- _STATED GOAL_
Emit a verbatim copy of the lines running from the line with "Return one point per instance of the man's hand" through the end of the material below.

━━━━━ SUPPLIED DATA ━━━━━

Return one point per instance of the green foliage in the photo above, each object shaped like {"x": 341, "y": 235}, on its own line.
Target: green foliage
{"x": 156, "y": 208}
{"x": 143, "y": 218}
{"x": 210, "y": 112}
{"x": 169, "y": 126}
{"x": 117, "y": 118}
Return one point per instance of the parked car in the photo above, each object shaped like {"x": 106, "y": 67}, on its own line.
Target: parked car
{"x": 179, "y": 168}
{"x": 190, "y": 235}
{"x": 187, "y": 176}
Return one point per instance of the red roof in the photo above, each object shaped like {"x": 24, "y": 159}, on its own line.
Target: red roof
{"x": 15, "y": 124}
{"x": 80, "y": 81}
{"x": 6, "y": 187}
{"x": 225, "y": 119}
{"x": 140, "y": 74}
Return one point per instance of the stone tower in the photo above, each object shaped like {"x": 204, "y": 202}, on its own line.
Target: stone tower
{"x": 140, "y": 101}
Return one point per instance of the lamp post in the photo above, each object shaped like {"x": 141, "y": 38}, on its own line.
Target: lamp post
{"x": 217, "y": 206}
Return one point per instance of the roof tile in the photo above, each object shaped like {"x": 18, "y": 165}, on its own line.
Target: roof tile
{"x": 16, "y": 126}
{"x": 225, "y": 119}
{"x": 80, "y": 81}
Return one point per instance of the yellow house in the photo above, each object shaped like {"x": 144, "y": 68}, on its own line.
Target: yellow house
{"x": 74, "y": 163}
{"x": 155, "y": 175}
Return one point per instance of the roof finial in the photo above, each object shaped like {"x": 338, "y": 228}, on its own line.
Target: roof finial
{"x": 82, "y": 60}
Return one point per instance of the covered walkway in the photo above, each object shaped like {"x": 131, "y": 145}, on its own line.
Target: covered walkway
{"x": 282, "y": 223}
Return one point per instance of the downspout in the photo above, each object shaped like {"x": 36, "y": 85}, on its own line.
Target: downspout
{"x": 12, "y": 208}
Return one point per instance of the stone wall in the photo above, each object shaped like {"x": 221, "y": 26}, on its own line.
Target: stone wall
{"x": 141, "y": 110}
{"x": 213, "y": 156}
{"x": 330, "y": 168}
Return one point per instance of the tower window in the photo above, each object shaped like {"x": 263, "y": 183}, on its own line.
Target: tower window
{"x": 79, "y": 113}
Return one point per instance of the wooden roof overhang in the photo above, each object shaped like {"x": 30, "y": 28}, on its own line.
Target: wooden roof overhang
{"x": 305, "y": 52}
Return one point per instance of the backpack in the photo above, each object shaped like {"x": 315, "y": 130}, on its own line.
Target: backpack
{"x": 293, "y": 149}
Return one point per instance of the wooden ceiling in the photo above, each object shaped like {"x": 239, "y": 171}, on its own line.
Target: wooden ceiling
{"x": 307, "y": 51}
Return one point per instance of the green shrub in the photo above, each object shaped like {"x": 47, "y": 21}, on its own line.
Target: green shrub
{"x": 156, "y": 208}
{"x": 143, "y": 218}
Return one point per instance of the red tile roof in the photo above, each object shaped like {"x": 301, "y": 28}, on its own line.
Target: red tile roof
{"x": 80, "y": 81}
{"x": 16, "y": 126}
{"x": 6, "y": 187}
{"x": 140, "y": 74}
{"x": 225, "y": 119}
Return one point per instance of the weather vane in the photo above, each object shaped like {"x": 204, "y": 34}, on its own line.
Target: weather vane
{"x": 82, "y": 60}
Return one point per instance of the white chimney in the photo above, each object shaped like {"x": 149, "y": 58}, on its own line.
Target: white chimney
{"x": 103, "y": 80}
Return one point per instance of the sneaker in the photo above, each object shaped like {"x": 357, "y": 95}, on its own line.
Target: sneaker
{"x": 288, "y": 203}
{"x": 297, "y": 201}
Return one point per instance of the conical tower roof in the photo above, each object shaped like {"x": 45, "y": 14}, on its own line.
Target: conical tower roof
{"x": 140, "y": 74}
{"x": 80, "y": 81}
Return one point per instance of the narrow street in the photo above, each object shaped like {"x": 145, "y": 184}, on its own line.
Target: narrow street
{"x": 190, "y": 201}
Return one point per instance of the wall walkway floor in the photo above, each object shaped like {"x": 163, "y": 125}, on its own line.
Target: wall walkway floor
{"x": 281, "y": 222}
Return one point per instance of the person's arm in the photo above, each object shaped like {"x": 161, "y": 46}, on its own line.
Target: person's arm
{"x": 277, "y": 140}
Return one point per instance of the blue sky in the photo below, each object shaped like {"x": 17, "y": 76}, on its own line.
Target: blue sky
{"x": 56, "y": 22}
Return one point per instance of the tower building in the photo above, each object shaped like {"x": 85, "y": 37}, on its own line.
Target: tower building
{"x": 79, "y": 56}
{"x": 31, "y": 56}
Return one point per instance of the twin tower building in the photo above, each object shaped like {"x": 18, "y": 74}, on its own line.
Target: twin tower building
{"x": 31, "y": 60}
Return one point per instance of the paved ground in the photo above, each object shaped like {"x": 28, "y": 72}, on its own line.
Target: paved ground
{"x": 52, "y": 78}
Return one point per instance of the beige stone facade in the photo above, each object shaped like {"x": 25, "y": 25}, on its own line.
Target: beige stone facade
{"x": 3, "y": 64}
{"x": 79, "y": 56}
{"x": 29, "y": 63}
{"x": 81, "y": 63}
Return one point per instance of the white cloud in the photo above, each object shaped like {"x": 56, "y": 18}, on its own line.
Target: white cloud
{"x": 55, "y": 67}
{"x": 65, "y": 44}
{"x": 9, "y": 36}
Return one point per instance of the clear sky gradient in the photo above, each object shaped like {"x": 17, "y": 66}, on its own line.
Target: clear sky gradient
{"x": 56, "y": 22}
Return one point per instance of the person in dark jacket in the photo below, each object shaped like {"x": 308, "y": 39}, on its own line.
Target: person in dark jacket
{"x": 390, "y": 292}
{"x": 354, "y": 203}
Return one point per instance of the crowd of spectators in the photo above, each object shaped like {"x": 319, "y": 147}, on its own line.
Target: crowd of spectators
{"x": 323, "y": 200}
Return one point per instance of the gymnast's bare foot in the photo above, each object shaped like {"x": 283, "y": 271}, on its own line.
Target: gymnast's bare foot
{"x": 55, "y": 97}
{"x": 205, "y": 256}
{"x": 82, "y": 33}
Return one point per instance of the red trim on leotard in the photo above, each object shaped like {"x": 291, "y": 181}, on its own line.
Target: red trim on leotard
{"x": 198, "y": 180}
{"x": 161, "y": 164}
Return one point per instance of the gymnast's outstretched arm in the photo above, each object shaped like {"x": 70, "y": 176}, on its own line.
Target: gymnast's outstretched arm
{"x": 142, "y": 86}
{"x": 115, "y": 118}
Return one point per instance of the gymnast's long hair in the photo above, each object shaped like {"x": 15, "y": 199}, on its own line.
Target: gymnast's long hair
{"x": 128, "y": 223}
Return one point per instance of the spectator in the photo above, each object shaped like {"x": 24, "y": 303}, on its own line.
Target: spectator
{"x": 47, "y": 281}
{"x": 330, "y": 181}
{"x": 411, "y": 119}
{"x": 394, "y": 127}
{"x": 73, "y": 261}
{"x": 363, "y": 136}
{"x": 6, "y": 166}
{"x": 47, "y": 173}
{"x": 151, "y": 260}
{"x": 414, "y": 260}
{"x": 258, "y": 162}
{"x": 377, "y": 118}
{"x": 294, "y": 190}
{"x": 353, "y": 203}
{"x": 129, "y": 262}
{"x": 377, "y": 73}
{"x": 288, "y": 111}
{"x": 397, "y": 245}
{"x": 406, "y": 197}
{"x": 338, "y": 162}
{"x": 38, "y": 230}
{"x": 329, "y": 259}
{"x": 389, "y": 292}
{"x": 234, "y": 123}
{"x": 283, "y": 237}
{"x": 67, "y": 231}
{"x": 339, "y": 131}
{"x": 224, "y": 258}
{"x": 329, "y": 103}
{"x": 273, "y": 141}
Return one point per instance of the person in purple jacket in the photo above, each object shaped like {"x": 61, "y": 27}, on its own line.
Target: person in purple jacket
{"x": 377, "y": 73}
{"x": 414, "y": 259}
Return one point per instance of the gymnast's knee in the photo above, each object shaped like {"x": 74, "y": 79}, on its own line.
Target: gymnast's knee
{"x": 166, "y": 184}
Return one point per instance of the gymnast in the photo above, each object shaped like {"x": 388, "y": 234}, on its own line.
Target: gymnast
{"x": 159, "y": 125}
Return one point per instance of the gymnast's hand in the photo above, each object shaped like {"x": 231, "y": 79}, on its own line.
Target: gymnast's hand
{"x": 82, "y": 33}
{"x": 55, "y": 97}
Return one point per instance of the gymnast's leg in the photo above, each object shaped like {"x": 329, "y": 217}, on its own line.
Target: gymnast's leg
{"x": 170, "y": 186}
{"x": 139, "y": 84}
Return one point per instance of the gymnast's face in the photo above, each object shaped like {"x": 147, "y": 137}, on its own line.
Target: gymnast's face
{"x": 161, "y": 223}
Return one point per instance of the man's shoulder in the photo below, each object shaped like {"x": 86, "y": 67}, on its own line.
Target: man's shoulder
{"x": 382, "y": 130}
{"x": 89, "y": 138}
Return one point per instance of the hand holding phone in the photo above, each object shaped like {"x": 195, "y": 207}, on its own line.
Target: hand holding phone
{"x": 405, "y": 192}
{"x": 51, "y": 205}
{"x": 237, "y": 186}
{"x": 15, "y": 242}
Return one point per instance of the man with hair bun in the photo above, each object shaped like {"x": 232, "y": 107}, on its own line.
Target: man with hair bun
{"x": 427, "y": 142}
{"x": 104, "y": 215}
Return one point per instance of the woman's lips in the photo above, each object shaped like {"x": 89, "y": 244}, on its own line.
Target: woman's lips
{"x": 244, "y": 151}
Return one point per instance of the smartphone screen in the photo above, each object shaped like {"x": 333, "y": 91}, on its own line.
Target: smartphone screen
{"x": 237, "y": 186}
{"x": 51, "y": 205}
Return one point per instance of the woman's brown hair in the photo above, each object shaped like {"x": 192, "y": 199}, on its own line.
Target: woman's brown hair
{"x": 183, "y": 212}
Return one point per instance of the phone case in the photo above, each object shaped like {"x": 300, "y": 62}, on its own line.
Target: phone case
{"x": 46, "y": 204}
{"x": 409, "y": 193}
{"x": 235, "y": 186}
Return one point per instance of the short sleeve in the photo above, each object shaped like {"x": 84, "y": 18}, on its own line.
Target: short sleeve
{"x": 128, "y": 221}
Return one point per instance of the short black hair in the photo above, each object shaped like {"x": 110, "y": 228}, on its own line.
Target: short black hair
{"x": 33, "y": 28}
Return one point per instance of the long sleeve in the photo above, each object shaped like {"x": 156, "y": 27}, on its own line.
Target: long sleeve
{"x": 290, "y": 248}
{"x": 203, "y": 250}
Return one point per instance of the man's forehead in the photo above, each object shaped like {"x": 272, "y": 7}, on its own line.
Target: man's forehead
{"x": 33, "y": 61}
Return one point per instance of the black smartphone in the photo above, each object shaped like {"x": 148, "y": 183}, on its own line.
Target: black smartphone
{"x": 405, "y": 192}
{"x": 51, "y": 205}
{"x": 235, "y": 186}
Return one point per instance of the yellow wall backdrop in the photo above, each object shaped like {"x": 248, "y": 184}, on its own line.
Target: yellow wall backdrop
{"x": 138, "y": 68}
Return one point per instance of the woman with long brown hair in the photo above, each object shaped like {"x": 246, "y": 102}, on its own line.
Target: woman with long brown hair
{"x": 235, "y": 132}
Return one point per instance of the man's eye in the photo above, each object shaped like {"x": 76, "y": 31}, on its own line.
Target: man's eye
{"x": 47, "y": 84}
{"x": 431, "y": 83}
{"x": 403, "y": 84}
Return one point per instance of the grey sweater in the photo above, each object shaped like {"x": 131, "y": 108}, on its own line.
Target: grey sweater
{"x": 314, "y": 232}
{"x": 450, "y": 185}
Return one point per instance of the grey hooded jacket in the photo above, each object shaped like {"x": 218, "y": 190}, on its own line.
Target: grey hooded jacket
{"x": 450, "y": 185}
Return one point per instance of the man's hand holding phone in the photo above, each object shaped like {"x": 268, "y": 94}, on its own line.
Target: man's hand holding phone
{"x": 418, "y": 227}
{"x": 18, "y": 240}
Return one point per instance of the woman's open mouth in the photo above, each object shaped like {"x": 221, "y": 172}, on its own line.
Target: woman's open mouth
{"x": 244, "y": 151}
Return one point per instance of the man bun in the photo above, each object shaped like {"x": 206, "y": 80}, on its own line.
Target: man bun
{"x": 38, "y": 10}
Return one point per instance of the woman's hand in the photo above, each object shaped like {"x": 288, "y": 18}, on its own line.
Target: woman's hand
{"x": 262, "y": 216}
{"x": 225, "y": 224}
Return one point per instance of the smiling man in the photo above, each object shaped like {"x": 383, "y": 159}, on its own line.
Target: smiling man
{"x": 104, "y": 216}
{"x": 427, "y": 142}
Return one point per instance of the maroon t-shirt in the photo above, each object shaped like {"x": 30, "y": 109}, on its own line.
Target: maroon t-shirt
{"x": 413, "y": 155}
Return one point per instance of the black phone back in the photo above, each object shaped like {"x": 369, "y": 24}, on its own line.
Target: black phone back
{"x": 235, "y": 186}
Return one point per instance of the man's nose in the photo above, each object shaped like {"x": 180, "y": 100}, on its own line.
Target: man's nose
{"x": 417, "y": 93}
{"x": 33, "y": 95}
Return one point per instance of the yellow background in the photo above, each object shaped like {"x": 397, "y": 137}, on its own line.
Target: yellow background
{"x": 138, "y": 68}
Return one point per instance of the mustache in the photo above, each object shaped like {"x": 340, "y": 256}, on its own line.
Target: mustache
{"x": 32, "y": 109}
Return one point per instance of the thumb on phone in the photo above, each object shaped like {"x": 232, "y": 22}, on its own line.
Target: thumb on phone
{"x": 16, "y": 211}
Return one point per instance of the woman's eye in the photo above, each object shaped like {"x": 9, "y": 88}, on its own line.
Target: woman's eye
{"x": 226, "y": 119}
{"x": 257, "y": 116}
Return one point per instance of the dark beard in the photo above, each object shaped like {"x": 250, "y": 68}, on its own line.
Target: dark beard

━━━━━

- _REPLY_
Return one point per instance of the man's hand holding phone in the photo above, each object shaped like {"x": 268, "y": 94}, on its own line.
Target: man's hand holding phone
{"x": 418, "y": 227}
{"x": 18, "y": 240}
Return one point per instance of the woman's open mouth in the photo above, each object shaped like {"x": 221, "y": 172}, on its own line.
Target: woman's open mouth
{"x": 244, "y": 151}
Return one point per instance of the man bun in the photo above, each object shaped like {"x": 206, "y": 80}, on its own line.
Target: man bun
{"x": 38, "y": 10}
Return one point per instance of the woman's hand in the photo above, each object shaped like {"x": 288, "y": 18}, on its own line.
Target: woman's hand
{"x": 262, "y": 216}
{"x": 225, "y": 224}
Return one point per instance of the smiling man in the photo above, each object shaped like {"x": 383, "y": 159}, on its own line.
Target: smiling man
{"x": 104, "y": 216}
{"x": 427, "y": 142}
Return one point per instance of the maroon t-shirt in the photo above, each object shaped like {"x": 30, "y": 109}, on its own line.
Target: maroon t-shirt
{"x": 413, "y": 155}
Return one point per instance of the black phone back in the photo above, each object shaped like {"x": 369, "y": 24}, on its own line.
Target: black phone back
{"x": 235, "y": 186}
Return one point per instance of the man's nose in the photo above, each object shaped like {"x": 180, "y": 100}, on its own line.
Target: man's nose
{"x": 417, "y": 93}
{"x": 33, "y": 95}
Return one point per instance of the yellow background in the photo above, each object shaped like {"x": 397, "y": 137}, on its own line.
Target: yellow background
{"x": 138, "y": 68}
Return one point per instance of the mustache in the photo above, each object shaped like {"x": 340, "y": 256}, on its own line.
Target: mustache
{"x": 32, "y": 109}
Return one point per instance of the thumb on phone in the photo above, each object shaped like {"x": 232, "y": 22}, on its own line.
Target: thumb on phone
{"x": 16, "y": 211}
Return one point per instance of the woman's eye in the photo above, each object shaped like {"x": 9, "y": 88}, on its own line.
Target: woman's eye
{"x": 226, "y": 119}
{"x": 257, "y": 116}
Return one point per instance of the dark beard in the photo above, each object shaped like {"x": 250, "y": 68}, on its own line.
Target: dark beard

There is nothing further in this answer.